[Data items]
>>>
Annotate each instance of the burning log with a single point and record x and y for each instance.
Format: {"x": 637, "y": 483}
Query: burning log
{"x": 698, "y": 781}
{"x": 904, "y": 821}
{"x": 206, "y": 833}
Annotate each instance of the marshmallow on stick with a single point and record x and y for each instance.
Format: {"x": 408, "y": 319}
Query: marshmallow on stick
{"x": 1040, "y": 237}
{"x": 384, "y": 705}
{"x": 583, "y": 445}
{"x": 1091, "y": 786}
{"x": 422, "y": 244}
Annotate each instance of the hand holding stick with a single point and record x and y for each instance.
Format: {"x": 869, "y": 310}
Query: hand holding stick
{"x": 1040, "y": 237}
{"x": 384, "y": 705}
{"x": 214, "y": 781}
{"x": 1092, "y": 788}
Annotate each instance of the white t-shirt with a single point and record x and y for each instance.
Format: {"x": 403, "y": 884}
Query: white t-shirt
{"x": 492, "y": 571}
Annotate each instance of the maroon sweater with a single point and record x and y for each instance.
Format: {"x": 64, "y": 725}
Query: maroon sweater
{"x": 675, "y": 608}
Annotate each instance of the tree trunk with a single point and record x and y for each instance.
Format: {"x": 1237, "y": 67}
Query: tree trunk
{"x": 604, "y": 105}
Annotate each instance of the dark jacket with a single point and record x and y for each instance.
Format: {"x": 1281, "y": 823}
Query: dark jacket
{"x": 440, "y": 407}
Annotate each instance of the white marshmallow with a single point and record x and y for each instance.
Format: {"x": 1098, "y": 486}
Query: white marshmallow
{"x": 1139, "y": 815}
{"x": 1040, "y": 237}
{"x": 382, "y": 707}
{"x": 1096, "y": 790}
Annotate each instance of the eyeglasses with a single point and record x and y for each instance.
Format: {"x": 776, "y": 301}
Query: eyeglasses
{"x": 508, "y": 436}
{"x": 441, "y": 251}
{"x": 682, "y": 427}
<<<
__EXERCISE REQUIREMENTS__: Reproduce every one of the items above word for word.

__RESULT OF THE TASK__:
Annotate each instance of the burning log with a single point and record x and y for each instance.
Format: {"x": 637, "y": 483}
Query: burning log
{"x": 698, "y": 781}
{"x": 904, "y": 821}
{"x": 206, "y": 833}
Annotate each instance of the marshmallow on stick with a single point and record x and y for each instance.
Format: {"x": 408, "y": 319}
Query: marshmallow on stick
{"x": 1040, "y": 237}
{"x": 384, "y": 705}
{"x": 583, "y": 445}
{"x": 1091, "y": 786}
{"x": 422, "y": 244}
Annotate each instance of the hand holding stick with a single point and record x and y for each instance.
Format: {"x": 869, "y": 310}
Query: hand holding stick
{"x": 1040, "y": 237}
{"x": 384, "y": 705}
{"x": 214, "y": 781}
{"x": 1092, "y": 788}
Annotate each instance of the white t-shirt with a single point and record x and y for each instance.
Format: {"x": 403, "y": 884}
Query: white t-shirt
{"x": 492, "y": 571}
Annotate each instance of the maroon sweater with a single point and record x and y for each instance.
Format: {"x": 64, "y": 725}
Query: maroon sweater
{"x": 675, "y": 608}
Annotate each instance of the tree trunk with a single point and record x and y for each instance.
Format: {"x": 1237, "y": 67}
Query: tree trunk
{"x": 604, "y": 105}
Annotate each instance of the dark jacket with a single point and record x and y for each instance.
Format: {"x": 1281, "y": 823}
Query: dark jacket
{"x": 440, "y": 407}
Annotate each instance of the white marshmallow with a single point and record x and y for each instance.
Format: {"x": 1098, "y": 486}
Query: white marshmallow
{"x": 1139, "y": 815}
{"x": 1040, "y": 237}
{"x": 382, "y": 707}
{"x": 1096, "y": 790}
Annotate each instance of the eyeglasses with a single point and record x and y for each instance.
Format: {"x": 776, "y": 301}
Query: eyeglasses
{"x": 508, "y": 436}
{"x": 441, "y": 251}
{"x": 682, "y": 427}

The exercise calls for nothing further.